Kutipan Teks:
---

REPUBLIKA.CO.ID, JAKARTA -- Gubernur Jawa Barat, Ridwan Kamil (RK), telah menjalani pemeriksaan sekitar tujuh jam oleh Bareskrim Polri. Dia diundang untuk dimintai klarifikasi terkait kasus kerumunan massa di Megamendung, Kabupaten Bogor, pada Jumat pekan lalu. RK menegaskan bahwa kasus tersebut secara moral adalah tanggung jawabnya sebagai gubernur Jawa Barat.
"Semua urusan, semua dinamika yang ada di Jawa Barat secara moral adalah tanggung jawab saya sebagai gubernur. Sehingga dalam kapasitas itu tentulah apa yang terjadi positf negatif kelebihan kekurangan tentu menjadi tanggung jawab saya," tegas RK saat konferensi pers di Mabes Polri, Jakarta Selatan, Jumat (20/11).
Namun secara teknis, RK menjelaskan, Jawa Barat adalah provinsi dengan daerah otonom. Dimana wali kota dan bupatinya itu dipilih secara langsung oleh rakyat lewat pemilihan kepala daerah (Pilkada). Sehingga kota maupun kabupaten memiliki kewenangan otonom dalam penyelenggaraan dan pembangunan, termasuk izin kegiatan.
"Berbeda dengan DKI yang tidak memiliki daerah otonom, atau istilahnya wilayah administratif. Maka jumlah satgas Covid-19 di Jabar itu ada 27 di kota kabupaten dan Satgas Covid-19 satu di Jabar," terang mantan Wali kota Bandung tersebut.

---

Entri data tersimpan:
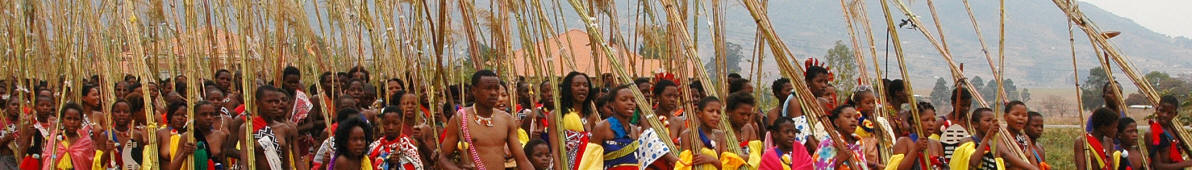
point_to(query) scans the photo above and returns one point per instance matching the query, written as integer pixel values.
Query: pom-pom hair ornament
(813, 62)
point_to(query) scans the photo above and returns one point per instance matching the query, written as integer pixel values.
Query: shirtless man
(496, 126)
(279, 133)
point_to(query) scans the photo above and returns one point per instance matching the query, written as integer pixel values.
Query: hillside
(1037, 48)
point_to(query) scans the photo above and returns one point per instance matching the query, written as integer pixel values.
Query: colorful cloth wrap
(651, 148)
(619, 151)
(825, 156)
(80, 155)
(962, 156)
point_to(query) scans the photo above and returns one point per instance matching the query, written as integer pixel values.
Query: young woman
(1128, 138)
(1016, 124)
(169, 139)
(869, 126)
(910, 151)
(73, 148)
(1096, 150)
(91, 104)
(8, 130)
(578, 117)
(616, 136)
(125, 139)
(503, 99)
(668, 107)
(787, 152)
(739, 108)
(975, 151)
(352, 144)
(711, 142)
(539, 153)
(209, 136)
(831, 156)
(1163, 146)
(396, 140)
(32, 137)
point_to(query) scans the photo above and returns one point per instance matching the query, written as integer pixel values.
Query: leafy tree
(734, 56)
(1091, 89)
(1024, 95)
(941, 93)
(732, 61)
(653, 43)
(844, 65)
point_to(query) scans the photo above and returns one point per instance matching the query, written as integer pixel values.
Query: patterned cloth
(651, 148)
(951, 139)
(268, 142)
(576, 143)
(802, 130)
(397, 153)
(825, 156)
(78, 155)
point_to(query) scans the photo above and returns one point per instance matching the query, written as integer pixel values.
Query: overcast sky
(1167, 17)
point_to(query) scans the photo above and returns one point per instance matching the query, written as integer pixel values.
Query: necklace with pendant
(482, 120)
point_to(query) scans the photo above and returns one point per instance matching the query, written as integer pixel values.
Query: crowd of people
(346, 121)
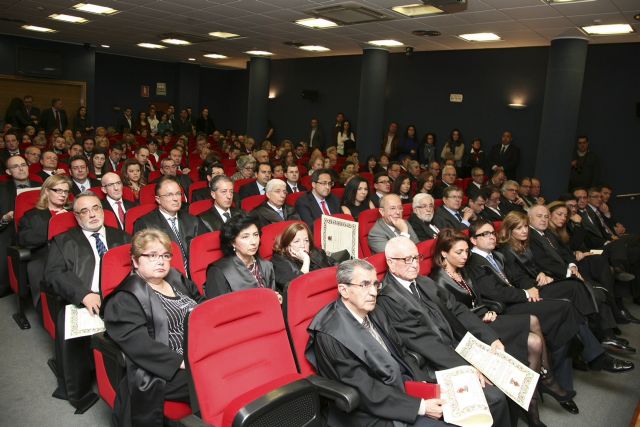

---

Petunjuk Tugas 1: Salin bagian berita tentang pemeriksaan Ridwan Kamil mulai dari "Namun secara teknis, RK" sampai dengan "kota Bandung tersebut." tanpa mengubah apa pun.
Petunjuk Tugas 2: Tentukan apakah setiap pernyataan berikut sesuai dengan berita tentang pemeriksaan Ridwan Kamil, lalu jawab ya atau tidak disertai kutipan persis kata-kata penentunya. (a) Ridwan Kamil diperiksa Bareskrim Polri selama sekitar tujuh jam; (b) wali kota dan bupati di Jawa Barat ditunjuk oleh gubernur; (c) di Jawa Barat terdapat 27 satgas Covid-19 di tingkat kota dan kabupaten.

Hasil Latihan 1:
Namun secara teknis, RK menjelaskan, Jawa Barat adalah provinsi dengan daerah otonom. Dimana wali kota dan bupatinya itu dipilih secara langsung oleh rakyat lewat pemilihan kepala daerah (Pilkada). Sehingga kota maupun kabupaten memiliki kewenangan otonom dalam penyelenggaraan dan pembangunan, termasuk izin kegiatan.
"Berbeda dengan DKI yang tidak memiliki daerah otonom, atau istilahnya wilayah administratif. Maka jumlah satgas Covid-19 di Jabar itu ada 27 di kota kabupaten dan Satgas Covid-19 satu di Jabar," terang mantan Wali kota Bandung tersebut.

Hasil Latihan 2:
(a) Ya: "telah menjalani pemeriksaan sekitar tujuh jam oleh Bareskrim Polri".
(b) Tidak: "wali kota dan bupatinya itu dipilih secara langsung oleh rakyat lewat pemilihan kepala daerah (Pilkada)".
(c) Ya: "jumlah satgas Covid-19 di Jabar itu ada 27 di kota kabupaten".